## begin SOURCE EXCERPT
# Jacking up sagging floors.



## JB617 (Oct 29, 2008)

I recently bought an investment property that needs structural work. The floors sag from the outside walls to the center. I have had a structural Eng out to the site and am awaiting the report/plan. My question is whether or not I should wait to get the structure fixed/floors leveled before i replace the roof? I am on the clock here as I have less than a month to strip/replace the roof to satisfy my insurance company. i guess the bottom line is, can I replace the roof now and jack up the house later without damaging the new roof?

Thanks in advance for any advice..


----------



## Shamus (Apr 27, 2008)

Just Me but I would not waste the time, trouble and cost to do a roof and then have to redo after the floors are leveled.

Go to your insurance Co and explain the issue. They will work with you as it is in their best interest to do just that.


----------



## 47_47 (Sep 11, 2007)

Shamus said:


> Just Me but I would not waste the time, trouble and cost to do a roof and then have to redo after the floors are leveled.
> 
> Go to your insurance Co and explain the issue. They will work with you as it is in their best interest to do just that.


x 2 :yes:


----------



## Marvin Gardens (Sep 30, 2008)

Floors first, then roof.


----------



## o_jay66 (Oct 17, 2008)

Actually, you might want to do them at the same time. Depending on how/where it's sagging, taking some load off of the roof (i.e., stripping off shingles) might make it easier to raise any floors under load-bearing walls. This might take some scheduling acrobatics. The benefit might not be much, but I don't think there's much risk in replacing the roof first either, unless the floor is sagging so bad that pushing it up under a load-bearing wall would open a roof joint or something. If you bring up sagging floors to your insurance company you might draw attention you don't want.


----------



## Maintenance 6 (Feb 26, 2008)

It mostly depends on how much sag and where it's at. How are you addressing the sag?


----------



## JB617 (Oct 29, 2008)

Thanks for all of the replies. Appreciate it. The sag is right down the center of the house dropping noticeably at least 2 inches from each outside wall to the center. The sag runs parallel to the way the floor joists are run from the front to the rear of the house. In other words, you walk in the front door and look to the back of the house and right down the middle, the house is sagging into a V shape.

The roof (which is a hip in design)does have 2 layers of asphalt shigles and a wood shake drip edge. Lot's of weight on it.


----------



## Marvin Gardens (Sep 30, 2008)

JB617 said:


> Thanks for all of the replies. Appreciate it. The sag is right down the center of the house dropping noticeably at least 2 inches from each outside wall to the center. The sag runs parallel to the way the floor joists are run from the front to the rear of the house. In other words, you walk in the front door and look to the back of the house and right down the middle, the house is sagging into a V shape.
> 
> The roof (which is a hip in design)does have 2 layers of asphalt shigles and a wood shake drip edge. Lot's of weight on it.
## end SOURCE EXCERPT
## begin MATERIAL SHOWN
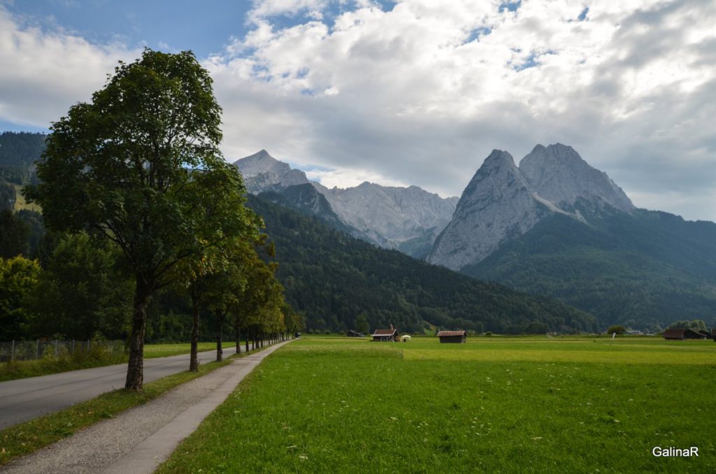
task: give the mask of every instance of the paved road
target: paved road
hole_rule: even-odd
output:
## end MATERIAL SHOWN
## begin MATERIAL SHOWN
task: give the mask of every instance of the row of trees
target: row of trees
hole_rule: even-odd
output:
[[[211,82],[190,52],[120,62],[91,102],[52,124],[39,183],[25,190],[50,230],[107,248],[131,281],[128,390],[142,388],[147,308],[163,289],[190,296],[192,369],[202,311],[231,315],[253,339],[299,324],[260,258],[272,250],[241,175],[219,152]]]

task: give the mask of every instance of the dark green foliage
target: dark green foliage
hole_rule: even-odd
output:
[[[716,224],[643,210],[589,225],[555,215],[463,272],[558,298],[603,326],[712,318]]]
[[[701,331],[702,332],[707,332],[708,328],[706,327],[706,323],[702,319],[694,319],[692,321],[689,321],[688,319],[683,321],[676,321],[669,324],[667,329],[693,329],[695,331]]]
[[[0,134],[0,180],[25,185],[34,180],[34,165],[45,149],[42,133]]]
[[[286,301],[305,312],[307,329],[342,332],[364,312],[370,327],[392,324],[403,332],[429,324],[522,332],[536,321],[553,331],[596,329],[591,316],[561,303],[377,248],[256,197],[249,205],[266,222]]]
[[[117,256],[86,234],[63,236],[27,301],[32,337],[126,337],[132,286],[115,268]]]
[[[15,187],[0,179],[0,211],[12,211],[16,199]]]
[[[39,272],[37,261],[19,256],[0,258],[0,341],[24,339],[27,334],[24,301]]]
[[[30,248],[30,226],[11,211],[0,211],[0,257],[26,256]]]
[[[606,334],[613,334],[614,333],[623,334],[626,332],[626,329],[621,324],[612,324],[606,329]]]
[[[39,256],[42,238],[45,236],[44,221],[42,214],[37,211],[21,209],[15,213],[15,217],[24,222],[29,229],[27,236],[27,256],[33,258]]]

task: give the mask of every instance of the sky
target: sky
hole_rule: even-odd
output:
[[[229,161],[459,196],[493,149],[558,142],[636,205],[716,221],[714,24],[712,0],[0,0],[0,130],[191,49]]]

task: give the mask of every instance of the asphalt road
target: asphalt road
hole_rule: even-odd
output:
## end MATERIAL SHOWN
## begin MATERIAL SHOWN
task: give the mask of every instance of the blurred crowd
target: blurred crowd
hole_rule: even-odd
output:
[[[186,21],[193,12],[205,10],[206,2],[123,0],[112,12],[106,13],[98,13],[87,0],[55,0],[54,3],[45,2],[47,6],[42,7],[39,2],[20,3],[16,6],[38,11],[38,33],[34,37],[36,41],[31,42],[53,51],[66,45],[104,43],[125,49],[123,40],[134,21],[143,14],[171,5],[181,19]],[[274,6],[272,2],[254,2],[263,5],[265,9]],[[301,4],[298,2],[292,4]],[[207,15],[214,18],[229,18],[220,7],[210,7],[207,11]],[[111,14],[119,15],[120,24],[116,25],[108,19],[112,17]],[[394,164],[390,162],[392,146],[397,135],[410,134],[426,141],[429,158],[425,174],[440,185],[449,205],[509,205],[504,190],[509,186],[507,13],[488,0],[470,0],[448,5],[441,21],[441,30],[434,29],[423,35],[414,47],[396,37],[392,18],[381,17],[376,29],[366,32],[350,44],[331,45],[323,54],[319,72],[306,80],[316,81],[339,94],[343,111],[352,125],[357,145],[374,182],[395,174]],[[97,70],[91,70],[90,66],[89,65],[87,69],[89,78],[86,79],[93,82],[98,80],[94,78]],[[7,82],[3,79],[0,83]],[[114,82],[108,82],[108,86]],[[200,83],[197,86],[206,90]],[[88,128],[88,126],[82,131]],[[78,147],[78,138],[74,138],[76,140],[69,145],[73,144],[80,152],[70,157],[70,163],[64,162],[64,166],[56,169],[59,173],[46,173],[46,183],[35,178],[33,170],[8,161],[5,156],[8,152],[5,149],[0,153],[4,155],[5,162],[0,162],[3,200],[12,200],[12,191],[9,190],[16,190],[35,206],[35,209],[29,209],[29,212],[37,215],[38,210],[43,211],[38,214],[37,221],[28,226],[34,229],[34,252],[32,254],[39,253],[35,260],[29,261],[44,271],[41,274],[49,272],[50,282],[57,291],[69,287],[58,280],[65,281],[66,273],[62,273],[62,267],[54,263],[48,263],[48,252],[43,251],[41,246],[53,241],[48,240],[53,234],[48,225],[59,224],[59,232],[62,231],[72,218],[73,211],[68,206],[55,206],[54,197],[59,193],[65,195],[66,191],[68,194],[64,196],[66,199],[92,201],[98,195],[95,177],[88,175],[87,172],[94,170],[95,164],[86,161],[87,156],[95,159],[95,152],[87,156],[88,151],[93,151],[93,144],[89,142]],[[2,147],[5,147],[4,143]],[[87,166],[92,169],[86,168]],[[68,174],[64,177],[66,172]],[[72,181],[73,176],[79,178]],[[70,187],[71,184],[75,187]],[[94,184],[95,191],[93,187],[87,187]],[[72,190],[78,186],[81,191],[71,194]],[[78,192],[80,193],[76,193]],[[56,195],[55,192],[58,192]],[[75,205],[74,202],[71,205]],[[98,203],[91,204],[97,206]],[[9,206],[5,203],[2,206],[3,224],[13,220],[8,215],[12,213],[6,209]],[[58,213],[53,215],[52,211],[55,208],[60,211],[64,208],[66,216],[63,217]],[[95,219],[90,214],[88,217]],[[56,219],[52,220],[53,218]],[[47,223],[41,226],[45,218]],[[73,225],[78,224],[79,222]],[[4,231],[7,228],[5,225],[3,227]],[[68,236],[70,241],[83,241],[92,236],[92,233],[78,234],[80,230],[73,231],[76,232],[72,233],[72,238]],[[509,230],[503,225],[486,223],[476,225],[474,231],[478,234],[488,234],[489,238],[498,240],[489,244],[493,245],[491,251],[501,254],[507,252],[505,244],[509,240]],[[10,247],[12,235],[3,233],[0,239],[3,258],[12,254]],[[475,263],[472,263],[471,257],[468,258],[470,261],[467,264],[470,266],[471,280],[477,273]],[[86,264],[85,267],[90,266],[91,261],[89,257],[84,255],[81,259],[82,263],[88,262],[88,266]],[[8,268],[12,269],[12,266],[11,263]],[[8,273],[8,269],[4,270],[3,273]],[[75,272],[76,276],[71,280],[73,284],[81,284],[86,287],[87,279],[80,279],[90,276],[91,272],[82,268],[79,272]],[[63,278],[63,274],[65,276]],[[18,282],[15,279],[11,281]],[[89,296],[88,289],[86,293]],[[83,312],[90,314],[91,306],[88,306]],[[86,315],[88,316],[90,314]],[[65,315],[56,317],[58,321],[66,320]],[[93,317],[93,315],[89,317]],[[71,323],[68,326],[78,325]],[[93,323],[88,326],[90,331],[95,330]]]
## end MATERIAL SHOWN
*EXERCISE GOAL*:
According to the sagging-floors thread, how many layers of asphalt shingles are on the roof? The material comes from a different source than the sagging-floors thread.

*CORRECT RESPONSE*:
Two layers.